* [Exercise instructions]: Arrange everything from the first line down to the line containing "(1491, 502)", both included, as a Markdown table with the columns Row and Line. Number each row and leave out blank lines.

* [Extracted material]:
=====
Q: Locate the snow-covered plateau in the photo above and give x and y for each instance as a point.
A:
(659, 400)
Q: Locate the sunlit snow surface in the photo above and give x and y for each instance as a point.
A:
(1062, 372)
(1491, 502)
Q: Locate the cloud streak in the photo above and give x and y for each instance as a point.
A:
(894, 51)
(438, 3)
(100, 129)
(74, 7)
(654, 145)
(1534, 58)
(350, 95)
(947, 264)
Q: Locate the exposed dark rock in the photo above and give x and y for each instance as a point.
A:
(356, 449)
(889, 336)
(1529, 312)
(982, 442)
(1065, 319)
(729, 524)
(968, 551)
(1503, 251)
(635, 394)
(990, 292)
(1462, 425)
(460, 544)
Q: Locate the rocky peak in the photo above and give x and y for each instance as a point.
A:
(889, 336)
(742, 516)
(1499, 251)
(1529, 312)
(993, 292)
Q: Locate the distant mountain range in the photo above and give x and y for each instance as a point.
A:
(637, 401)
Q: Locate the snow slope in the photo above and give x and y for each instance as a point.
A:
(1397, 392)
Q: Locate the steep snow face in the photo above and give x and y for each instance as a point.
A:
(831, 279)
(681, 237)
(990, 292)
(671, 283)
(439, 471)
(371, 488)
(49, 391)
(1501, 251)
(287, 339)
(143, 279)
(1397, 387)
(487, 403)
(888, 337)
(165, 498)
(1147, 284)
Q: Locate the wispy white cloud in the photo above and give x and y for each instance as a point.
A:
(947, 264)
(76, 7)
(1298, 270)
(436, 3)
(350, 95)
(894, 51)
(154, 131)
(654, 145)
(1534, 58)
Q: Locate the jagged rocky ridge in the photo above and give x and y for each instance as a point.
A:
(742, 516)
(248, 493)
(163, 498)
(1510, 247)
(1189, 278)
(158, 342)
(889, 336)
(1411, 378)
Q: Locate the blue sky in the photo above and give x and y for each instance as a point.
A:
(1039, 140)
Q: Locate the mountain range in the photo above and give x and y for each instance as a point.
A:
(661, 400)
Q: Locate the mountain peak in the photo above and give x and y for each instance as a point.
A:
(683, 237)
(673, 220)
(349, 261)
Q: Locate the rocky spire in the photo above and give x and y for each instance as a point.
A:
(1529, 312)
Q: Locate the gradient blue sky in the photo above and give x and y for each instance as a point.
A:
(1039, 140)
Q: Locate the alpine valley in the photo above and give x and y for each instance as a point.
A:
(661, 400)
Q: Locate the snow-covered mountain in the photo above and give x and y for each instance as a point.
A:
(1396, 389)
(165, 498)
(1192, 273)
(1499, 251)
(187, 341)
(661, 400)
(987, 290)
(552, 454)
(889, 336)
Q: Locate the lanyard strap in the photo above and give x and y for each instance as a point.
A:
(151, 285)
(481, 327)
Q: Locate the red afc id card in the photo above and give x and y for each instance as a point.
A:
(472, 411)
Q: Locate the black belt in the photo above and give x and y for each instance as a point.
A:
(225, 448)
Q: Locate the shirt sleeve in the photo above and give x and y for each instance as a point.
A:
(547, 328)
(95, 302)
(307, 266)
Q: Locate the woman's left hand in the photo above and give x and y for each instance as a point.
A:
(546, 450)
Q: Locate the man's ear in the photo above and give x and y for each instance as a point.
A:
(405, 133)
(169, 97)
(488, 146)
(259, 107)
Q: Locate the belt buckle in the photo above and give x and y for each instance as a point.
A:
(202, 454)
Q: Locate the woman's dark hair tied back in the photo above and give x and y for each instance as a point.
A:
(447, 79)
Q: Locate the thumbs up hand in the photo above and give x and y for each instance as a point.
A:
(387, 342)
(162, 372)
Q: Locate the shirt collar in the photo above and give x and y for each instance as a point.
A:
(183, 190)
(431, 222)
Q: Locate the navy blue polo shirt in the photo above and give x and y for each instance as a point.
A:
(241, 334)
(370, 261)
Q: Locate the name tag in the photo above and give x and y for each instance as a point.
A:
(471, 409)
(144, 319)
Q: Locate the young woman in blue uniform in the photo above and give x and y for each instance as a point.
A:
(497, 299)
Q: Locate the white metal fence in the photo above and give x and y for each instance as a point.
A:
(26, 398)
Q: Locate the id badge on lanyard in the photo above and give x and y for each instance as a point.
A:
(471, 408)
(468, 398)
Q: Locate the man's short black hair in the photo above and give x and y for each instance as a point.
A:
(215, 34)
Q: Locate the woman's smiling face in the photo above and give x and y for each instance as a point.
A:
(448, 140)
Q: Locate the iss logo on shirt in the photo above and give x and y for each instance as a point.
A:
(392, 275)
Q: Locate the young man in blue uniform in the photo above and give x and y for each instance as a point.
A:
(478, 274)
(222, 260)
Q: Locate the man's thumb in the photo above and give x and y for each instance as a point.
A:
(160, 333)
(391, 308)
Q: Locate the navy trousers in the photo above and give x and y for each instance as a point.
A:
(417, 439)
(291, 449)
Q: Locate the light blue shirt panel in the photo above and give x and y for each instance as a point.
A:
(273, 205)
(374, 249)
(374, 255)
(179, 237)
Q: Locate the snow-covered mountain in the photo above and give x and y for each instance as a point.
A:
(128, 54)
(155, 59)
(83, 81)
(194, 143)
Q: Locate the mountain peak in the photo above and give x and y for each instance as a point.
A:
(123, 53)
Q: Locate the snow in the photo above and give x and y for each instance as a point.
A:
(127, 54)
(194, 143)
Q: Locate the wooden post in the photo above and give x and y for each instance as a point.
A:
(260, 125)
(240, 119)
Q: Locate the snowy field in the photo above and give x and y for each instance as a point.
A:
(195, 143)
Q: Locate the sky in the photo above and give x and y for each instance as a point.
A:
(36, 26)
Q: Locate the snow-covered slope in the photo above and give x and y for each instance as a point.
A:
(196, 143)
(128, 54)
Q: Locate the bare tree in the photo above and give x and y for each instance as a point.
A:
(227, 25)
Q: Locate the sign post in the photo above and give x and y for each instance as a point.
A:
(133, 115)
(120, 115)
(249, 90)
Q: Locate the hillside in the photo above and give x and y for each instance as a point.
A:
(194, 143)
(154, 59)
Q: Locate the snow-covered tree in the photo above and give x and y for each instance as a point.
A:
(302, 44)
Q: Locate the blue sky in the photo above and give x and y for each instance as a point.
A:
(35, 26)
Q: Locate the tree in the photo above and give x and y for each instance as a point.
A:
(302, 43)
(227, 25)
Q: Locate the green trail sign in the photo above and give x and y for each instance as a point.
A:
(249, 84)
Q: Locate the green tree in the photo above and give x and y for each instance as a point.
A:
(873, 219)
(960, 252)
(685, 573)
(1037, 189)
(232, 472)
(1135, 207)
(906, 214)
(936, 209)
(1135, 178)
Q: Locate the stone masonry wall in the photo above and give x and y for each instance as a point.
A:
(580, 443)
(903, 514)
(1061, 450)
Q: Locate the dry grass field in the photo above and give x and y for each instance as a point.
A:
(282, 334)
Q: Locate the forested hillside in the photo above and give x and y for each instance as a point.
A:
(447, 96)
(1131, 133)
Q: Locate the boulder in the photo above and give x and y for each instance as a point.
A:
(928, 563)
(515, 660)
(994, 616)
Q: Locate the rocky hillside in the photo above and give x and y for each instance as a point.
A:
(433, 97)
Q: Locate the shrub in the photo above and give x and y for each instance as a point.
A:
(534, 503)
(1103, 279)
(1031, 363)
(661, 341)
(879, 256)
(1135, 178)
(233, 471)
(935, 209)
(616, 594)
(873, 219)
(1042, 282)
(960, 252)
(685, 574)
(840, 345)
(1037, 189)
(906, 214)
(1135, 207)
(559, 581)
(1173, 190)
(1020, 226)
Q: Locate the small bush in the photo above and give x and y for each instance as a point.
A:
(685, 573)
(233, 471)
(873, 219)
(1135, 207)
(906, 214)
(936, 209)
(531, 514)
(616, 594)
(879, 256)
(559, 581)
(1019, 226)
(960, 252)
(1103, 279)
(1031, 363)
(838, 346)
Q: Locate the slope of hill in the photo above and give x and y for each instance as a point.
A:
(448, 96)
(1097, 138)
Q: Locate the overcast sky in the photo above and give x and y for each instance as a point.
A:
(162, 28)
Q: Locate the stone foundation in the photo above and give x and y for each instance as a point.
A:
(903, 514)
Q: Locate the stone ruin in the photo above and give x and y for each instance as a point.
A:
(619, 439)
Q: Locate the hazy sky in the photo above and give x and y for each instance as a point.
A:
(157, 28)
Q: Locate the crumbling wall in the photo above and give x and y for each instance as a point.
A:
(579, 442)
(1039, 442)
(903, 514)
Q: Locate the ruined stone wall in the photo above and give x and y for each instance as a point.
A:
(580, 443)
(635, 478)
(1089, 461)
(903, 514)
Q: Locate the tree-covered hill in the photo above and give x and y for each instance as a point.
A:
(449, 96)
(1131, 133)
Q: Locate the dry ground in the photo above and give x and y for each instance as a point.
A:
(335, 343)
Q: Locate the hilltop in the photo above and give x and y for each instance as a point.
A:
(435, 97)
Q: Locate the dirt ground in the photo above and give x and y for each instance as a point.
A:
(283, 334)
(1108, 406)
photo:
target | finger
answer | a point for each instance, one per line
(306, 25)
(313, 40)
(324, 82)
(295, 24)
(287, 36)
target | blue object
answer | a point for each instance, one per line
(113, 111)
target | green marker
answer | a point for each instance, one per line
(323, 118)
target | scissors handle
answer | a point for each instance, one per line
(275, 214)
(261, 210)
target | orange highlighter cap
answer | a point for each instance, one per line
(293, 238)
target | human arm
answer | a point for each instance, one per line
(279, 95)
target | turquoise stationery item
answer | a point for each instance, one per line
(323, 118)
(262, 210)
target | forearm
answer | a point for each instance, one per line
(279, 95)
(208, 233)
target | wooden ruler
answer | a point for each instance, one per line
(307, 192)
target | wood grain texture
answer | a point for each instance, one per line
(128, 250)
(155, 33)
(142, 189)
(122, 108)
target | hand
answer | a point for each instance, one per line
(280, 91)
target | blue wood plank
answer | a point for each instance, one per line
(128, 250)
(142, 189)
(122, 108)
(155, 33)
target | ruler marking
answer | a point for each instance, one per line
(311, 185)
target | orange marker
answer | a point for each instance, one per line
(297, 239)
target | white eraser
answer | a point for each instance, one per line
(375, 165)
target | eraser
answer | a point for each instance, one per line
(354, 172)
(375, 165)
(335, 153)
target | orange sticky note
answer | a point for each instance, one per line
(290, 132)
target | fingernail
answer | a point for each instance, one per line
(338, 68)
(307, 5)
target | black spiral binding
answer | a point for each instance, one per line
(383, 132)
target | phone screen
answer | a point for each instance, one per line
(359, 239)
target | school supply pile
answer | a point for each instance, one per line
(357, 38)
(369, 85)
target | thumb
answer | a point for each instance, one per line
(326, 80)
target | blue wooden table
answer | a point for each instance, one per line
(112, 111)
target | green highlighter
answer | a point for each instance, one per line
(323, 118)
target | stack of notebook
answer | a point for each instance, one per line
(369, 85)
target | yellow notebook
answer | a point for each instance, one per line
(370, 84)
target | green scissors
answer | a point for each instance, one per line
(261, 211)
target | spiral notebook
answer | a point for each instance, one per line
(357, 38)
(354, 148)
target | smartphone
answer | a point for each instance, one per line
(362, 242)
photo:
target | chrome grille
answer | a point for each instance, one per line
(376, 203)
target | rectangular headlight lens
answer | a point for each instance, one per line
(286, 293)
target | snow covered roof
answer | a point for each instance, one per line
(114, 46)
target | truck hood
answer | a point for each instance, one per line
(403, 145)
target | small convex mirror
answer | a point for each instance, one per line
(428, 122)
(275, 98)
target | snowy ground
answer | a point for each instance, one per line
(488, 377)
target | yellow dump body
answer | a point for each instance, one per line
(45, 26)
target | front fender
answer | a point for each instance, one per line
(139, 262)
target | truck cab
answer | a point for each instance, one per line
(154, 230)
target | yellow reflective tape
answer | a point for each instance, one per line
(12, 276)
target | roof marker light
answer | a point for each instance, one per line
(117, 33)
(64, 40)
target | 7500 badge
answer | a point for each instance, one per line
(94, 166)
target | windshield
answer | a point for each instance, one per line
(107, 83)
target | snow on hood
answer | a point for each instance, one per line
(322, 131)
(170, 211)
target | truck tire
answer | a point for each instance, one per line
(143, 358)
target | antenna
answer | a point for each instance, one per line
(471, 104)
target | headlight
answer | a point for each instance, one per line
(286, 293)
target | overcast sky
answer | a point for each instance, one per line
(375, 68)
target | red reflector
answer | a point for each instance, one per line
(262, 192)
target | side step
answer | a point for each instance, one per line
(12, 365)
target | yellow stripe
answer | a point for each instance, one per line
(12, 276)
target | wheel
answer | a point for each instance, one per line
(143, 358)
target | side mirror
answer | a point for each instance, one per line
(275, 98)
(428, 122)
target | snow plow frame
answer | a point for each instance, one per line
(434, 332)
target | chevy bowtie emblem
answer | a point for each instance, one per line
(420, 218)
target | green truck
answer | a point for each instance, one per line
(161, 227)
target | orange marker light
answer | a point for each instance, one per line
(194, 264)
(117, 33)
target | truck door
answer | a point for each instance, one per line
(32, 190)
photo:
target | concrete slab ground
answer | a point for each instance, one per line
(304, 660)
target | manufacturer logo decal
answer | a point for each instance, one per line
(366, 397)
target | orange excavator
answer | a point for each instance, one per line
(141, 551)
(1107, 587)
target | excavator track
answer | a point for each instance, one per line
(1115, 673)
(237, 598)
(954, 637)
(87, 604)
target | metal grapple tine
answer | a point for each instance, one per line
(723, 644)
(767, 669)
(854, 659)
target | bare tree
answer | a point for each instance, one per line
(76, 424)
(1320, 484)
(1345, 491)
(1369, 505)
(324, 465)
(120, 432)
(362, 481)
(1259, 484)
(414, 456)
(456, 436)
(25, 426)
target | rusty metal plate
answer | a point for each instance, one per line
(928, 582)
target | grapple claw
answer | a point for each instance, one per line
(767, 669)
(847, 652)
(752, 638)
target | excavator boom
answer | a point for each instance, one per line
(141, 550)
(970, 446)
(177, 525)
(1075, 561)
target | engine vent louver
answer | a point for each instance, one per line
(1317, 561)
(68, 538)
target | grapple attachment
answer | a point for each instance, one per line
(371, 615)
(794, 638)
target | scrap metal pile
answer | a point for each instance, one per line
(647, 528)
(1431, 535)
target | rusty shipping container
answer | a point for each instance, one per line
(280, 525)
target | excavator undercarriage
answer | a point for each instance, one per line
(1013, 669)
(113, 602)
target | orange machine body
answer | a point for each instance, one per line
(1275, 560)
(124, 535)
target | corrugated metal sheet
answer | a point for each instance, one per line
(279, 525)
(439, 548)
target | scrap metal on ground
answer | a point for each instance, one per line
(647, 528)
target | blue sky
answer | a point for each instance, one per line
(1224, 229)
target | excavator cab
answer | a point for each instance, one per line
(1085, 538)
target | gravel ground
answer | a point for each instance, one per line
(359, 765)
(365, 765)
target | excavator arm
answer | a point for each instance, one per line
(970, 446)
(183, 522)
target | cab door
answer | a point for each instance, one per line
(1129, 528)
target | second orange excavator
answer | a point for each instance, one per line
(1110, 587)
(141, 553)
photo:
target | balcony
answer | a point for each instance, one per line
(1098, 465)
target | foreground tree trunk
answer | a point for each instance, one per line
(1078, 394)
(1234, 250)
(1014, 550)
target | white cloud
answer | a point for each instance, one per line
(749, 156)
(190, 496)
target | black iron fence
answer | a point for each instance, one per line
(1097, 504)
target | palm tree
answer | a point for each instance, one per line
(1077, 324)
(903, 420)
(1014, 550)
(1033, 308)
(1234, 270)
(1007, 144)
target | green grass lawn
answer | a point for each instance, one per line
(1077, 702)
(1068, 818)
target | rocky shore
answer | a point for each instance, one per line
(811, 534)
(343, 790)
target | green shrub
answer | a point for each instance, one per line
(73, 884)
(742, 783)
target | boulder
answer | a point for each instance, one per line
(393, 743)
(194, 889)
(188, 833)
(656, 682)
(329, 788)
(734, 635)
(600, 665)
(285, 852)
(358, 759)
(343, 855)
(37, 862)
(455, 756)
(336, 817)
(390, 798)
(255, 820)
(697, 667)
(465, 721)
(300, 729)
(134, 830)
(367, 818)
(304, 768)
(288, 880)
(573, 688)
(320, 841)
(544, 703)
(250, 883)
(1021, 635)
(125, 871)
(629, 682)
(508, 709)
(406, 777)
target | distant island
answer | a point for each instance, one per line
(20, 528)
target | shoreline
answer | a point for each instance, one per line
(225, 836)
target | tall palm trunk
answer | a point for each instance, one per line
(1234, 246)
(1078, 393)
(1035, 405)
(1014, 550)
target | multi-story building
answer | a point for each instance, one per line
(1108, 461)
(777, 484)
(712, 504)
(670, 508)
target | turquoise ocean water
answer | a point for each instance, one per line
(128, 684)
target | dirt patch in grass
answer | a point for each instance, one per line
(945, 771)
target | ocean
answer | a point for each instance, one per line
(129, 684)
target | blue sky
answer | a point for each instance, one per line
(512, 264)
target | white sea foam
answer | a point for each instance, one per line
=====
* [Written answer]:
| Row | Line |
|---|---|
| 1 | Q: Locate the snow-covered plateau in the photo above and give x and y for each instance as a point. |
| 2 | A: |
| 3 | (659, 400) |
| 4 | Q: Locate the sunlit snow surface in the photo above and give x and y for each instance as a point. |
| 5 | A: |
| 6 | (1062, 372) |
| 7 | (1491, 502) |